=== EXTRACT PROVIDED ===
=======

We now train the model and test it on a finite number of sequences.

In [13]:

from keras.optimizers import Adam

model.compile(optimizer=Adam(lr=0.01, beta_1=0.9, beta_2 = 0.999, decay=0.001), loss='categorical_crossentropy', metrics=['accuracy'])
model.fit([encoder_in_data, decoder_in_data], decoder_target_data, batch_size=batch_size, epochs=50, validation_split=0.2)

encoder_model = Model(encoder_inputs, encoder_states)
decoder_state_input_h = Input(shape=(latent_dim,))
decoder_state_input_c = Input(shape=(latent_dim,))
decoder_states_inputs = [decoder_state_input_h, decoder_state_input_c]
decoder_outputs, state_h, state_c = decoder_lstm(decoder_inputs, initial_state=decoder_states_inputs)
decoder_states = [state_h, state_c]
decoder_outputs = decoder_dense(decoder_outputs)
decoder_model = Model([decoder_inputs] + decoder_states_inputs, [decoder_outputs] + decoder_states)

reverse_input_char_index = dict((i, char) for char, i in input_token_id.items())
reverse_target_char_index = dict((i, char) for char, i in target_token_id.items())

def decode_sequence(input_seq):
    states_value = encoder_model.predict(input_seq)

    #Generate empty target sequence of length 1.
    target_seq = np.zeros((1, 1, num_decoder_tokens))
    #Get the first character of target sequence with the start character.
    target_seq[0, 0, target_token_id['\t']] = 1.

    #Sampling loop for a batch of sequences
    #(to simplify, here we assume a batch of size 1).

=======

=== TASK INSTRUCTIONS ===
- 1) Retype the Keras excerpt from "decoder_model = Model([decoder_inputs]" up to and including "i in input_token_id.items())".
- 2) What number of epochs does the Keras excerpt pass to model.fit?
- 3) Proceed with the Keras excerpt, picking up after its last comment line.
The material after this point has no connection to the Keras excerpt.

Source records

=======

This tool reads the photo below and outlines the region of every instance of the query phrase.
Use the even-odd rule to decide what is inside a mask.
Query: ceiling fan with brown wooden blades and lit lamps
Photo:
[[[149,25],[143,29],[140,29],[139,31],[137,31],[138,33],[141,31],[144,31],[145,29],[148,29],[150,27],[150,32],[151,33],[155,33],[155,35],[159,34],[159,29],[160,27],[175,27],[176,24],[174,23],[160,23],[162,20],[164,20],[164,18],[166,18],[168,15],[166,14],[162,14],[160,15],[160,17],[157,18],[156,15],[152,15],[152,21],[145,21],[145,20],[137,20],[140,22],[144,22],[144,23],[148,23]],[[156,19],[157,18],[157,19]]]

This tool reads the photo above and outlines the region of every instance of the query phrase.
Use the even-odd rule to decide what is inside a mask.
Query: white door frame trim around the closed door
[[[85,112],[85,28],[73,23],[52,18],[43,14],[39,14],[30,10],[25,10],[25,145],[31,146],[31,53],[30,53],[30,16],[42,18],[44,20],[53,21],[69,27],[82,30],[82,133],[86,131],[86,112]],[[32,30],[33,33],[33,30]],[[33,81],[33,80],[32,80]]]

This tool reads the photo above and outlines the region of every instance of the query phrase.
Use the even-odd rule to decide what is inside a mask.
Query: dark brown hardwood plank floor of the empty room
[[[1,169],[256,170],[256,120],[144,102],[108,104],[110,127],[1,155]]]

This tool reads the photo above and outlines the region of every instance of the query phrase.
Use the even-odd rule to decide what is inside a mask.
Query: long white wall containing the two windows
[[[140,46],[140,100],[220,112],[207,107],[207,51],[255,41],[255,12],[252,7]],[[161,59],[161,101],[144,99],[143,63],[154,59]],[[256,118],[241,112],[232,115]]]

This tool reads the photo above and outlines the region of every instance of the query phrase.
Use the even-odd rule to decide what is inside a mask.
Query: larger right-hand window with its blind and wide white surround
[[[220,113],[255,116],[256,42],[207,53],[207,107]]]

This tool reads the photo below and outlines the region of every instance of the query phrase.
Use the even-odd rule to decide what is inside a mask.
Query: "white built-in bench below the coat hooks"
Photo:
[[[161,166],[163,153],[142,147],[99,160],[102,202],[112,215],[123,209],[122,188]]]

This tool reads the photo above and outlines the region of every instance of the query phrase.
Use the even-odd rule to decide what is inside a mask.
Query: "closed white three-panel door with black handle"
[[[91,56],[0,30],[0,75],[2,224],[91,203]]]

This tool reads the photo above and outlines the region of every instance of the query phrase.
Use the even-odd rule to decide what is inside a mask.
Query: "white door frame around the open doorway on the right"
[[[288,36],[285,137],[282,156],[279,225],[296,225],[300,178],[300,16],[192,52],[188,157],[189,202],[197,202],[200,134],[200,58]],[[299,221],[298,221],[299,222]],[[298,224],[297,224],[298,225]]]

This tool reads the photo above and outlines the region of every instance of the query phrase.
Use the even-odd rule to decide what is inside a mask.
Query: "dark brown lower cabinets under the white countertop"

=======

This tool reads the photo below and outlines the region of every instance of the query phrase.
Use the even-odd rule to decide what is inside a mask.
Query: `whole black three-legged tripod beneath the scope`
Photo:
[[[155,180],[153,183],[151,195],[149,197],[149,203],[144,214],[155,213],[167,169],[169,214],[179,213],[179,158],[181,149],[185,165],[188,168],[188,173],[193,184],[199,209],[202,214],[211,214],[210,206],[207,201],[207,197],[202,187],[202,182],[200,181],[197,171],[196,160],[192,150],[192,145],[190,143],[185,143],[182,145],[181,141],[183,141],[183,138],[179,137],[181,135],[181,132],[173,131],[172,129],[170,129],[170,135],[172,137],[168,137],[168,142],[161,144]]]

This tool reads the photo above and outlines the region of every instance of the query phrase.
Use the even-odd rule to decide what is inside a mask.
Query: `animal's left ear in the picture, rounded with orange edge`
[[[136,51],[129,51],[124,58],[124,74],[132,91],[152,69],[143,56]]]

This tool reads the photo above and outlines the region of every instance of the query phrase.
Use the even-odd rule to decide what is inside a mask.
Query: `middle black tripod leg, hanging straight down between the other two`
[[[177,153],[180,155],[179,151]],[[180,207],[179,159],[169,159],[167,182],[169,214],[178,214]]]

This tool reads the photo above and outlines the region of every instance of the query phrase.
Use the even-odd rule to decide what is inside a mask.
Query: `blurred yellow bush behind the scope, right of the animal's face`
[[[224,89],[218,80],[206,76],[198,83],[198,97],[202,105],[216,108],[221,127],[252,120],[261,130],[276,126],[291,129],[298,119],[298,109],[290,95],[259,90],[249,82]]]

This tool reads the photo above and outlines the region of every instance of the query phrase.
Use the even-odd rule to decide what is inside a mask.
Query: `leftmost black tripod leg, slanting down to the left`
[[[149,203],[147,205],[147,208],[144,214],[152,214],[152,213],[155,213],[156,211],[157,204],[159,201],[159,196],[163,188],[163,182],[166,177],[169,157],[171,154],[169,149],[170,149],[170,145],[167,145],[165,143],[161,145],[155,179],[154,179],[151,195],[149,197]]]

=======

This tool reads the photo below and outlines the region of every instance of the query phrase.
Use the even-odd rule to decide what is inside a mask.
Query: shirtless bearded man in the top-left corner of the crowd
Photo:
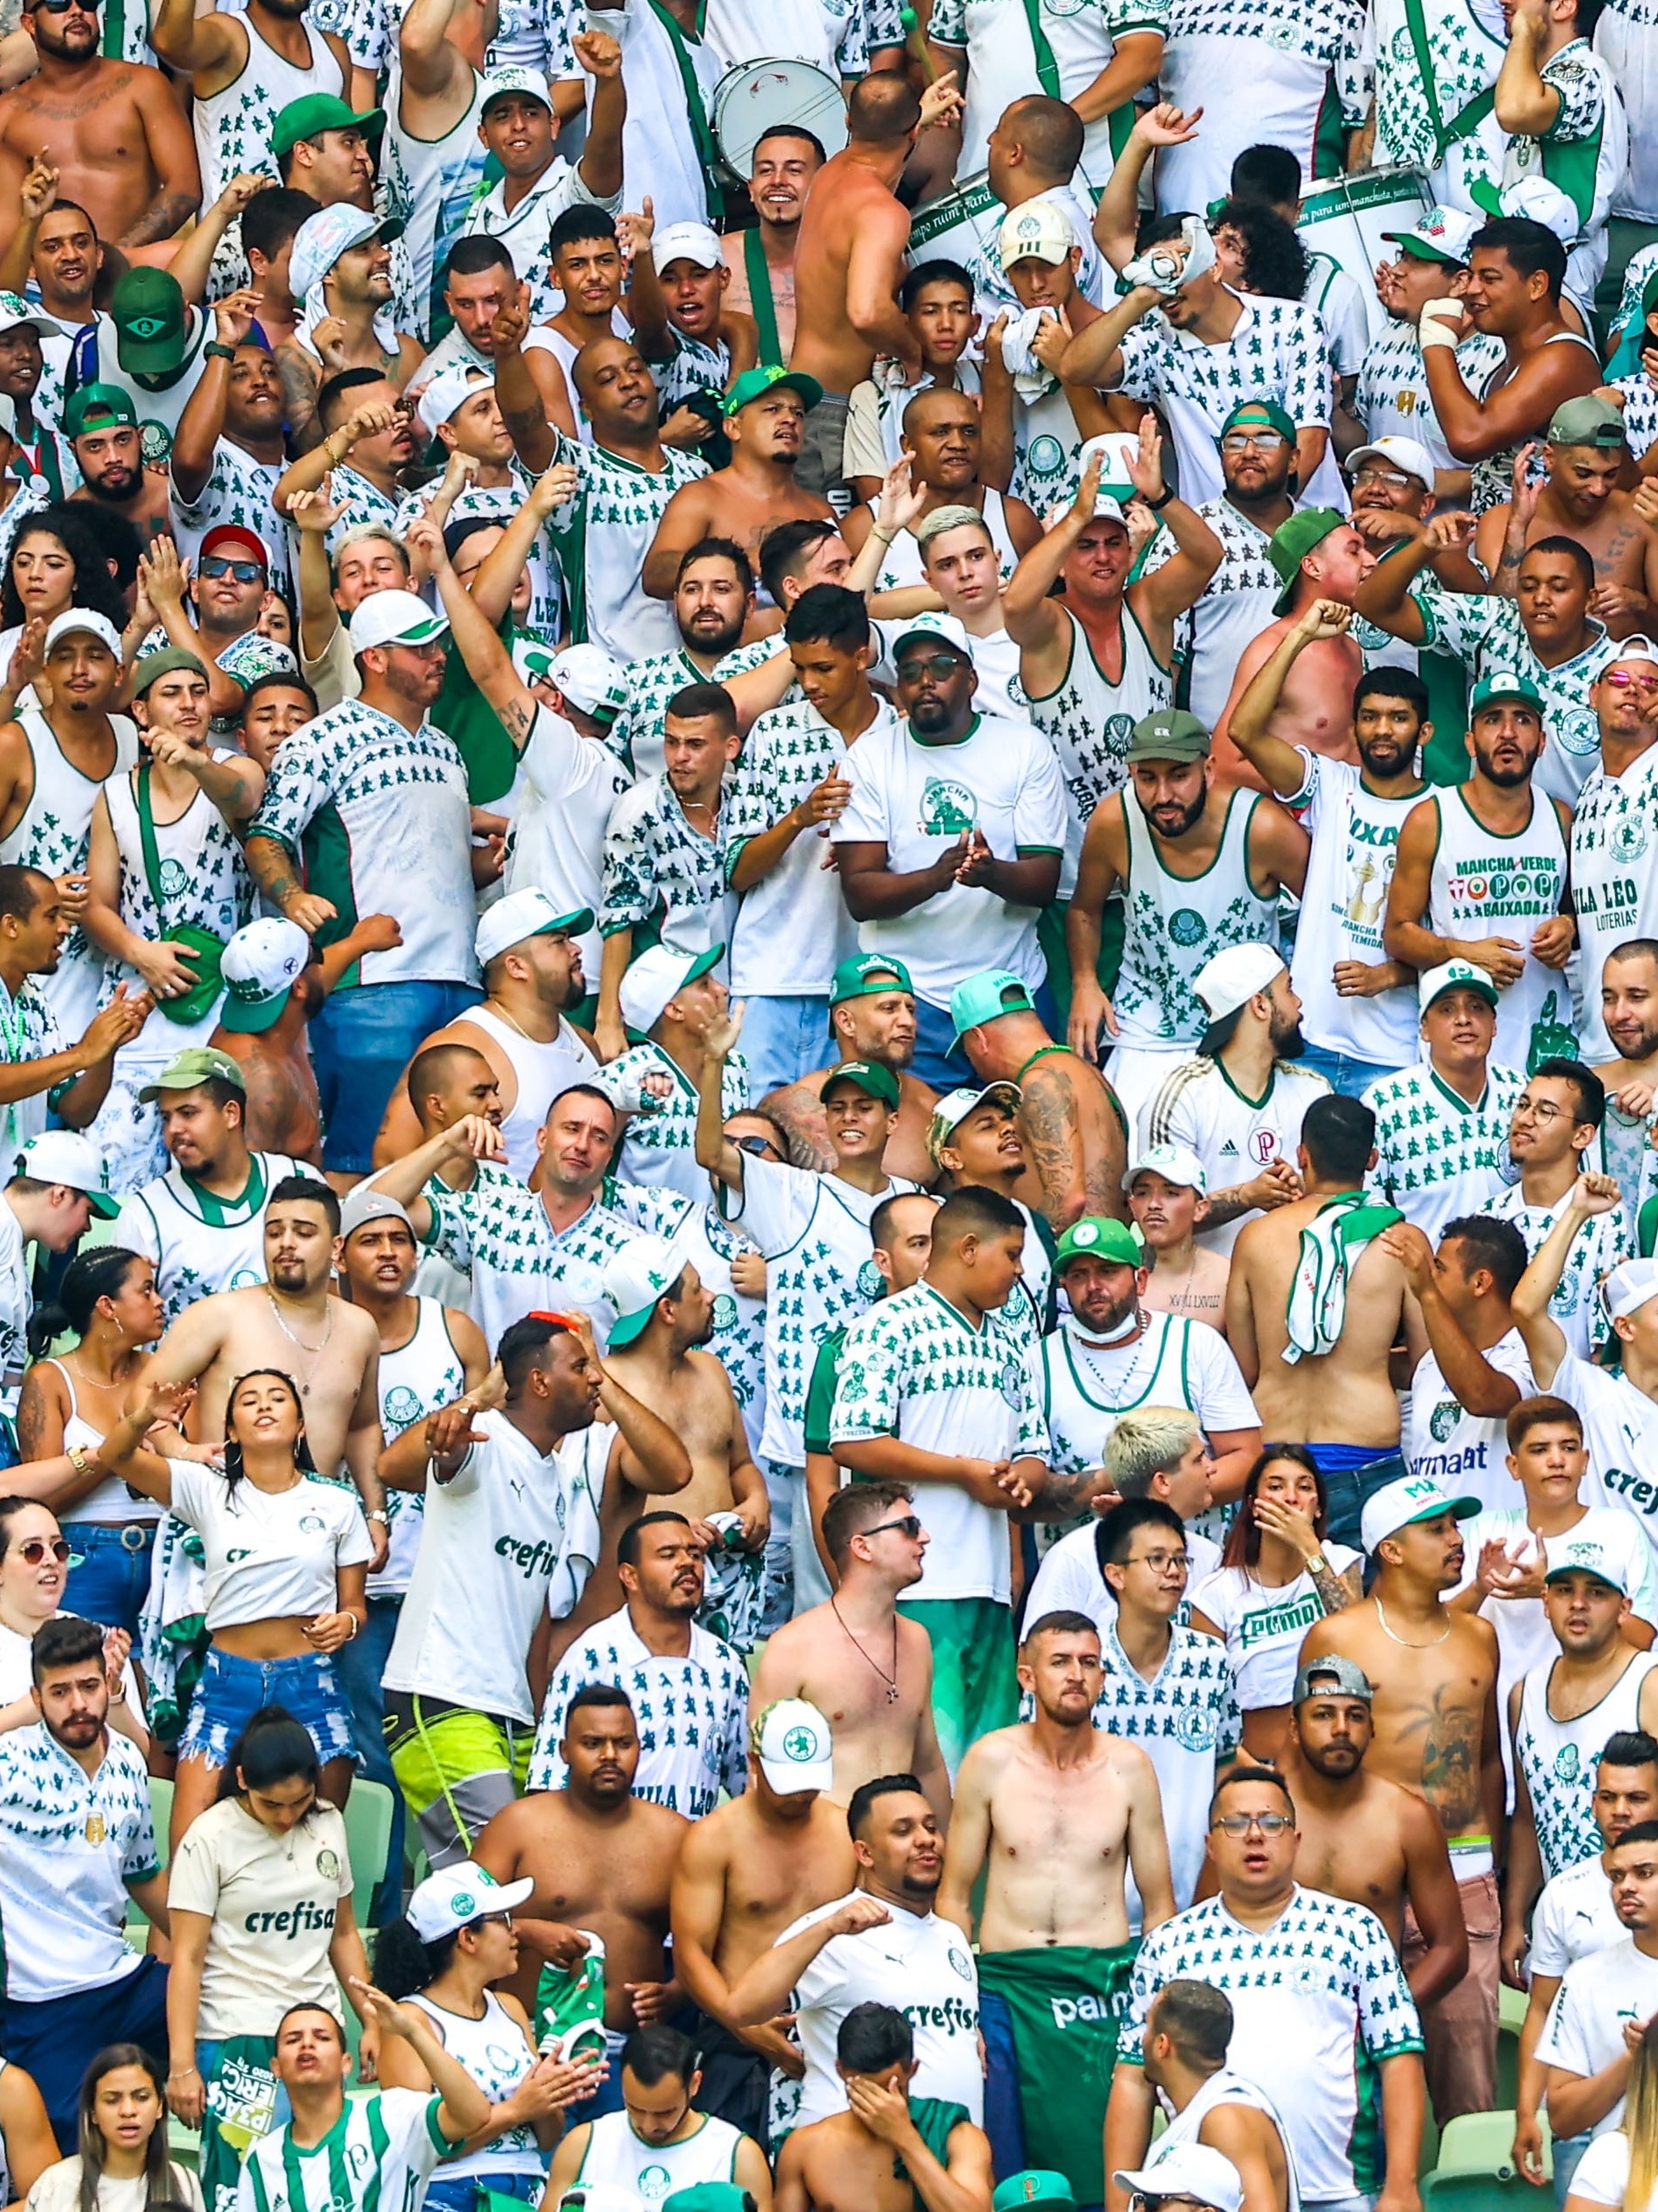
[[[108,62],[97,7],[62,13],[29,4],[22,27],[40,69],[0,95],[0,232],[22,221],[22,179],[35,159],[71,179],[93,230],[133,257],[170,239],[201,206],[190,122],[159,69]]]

=======

=== EXERCISE RESULTS ===
- 1)
decoder_model = Model([decoder_inputs] + decoder_states_inputs, [decoder_outputs] + decoder_states)

reverse_input_char_index = dict((i, char) for char, i in input_token_id.items())

- 2) 50

- 3)
    stop_condition = False
    decoded_sentence = ''
    while not stop_condition:
        output_tokens, h, c = decoder_model.predict([target_seq] + states_value)

        #Sample a token
        sampled_token_index = np.argmax(output_tokens[0, -1, :])
        sampled_char = reverse_target_char_index[sampled_token_index]
        decoded_sentence += sampled_char

        #Exit condition: either hit max length
        #or find stop character.
        if (sampled_char == '\n' or
        len(decoded_sentence) > max_decoder_seq_length):
            stop_condition = True

        #Update the target sequence (of length 1).
        target_seq = np.zeros((1, 1, num_decoder_tokens))
        target_seq[0, 0, sampled_token_index] = 1.

        #Update states
        states_value = [h, c]

    return decoded_sentence



for seq_index in range(10):
    input_seq = encoder_in_data[seq_index: seq_index + 1]
    decoded_sentence = decode_sequence(input_seq)
    print('-')
    print('Input sentence:', input_texts[seq_index])
    print('Decoded sentence:', decoded_sentence)



Epoch 1/50
Epoch 2/50
Epoch 3/50
Epoch 4/50
Epoch 5/50
Epoch 6/50
Epoch 7/50
Epoch 8/50
Epoch 9/50
Epoch 10/50
Epoch 11/50
Epoch 12/50
Epoch 13/50
Epoch 14/50
Epoch 15/50
Epoch 16/50
Epoch 17/50
Epoch 18/50
Epoch 19/50
Epoch 20/50
Epoch 21/50
Epoch 22/50
Epoch 23/50
Epoch 24/50
Epoch 25/50
Epoch 26/50
Epoch 27/50
Epoch 28/50
Epoch 29/50
Epoch 30/50
Epoch 31/50
Epoch 32/50
Epoch 33/50
Epoch 34/50
Epoch 35/50
Epoch 36/50
Epoch 37/50
Epoch 38/50
Epoch 39/50
Epoch 40/50
Epoch 41/50
Epoch 42/50
Epoch 43/50
Epoch 44/50
Epoch 45/50
Epoch 46/50
Epoch 47/50
Epoch 48/50
Epoch 49/50
Epoch 50/50
-
Input sentence: cos(x)
Decoded sentence: x**4/                                            
-
Input sentence: cos(x)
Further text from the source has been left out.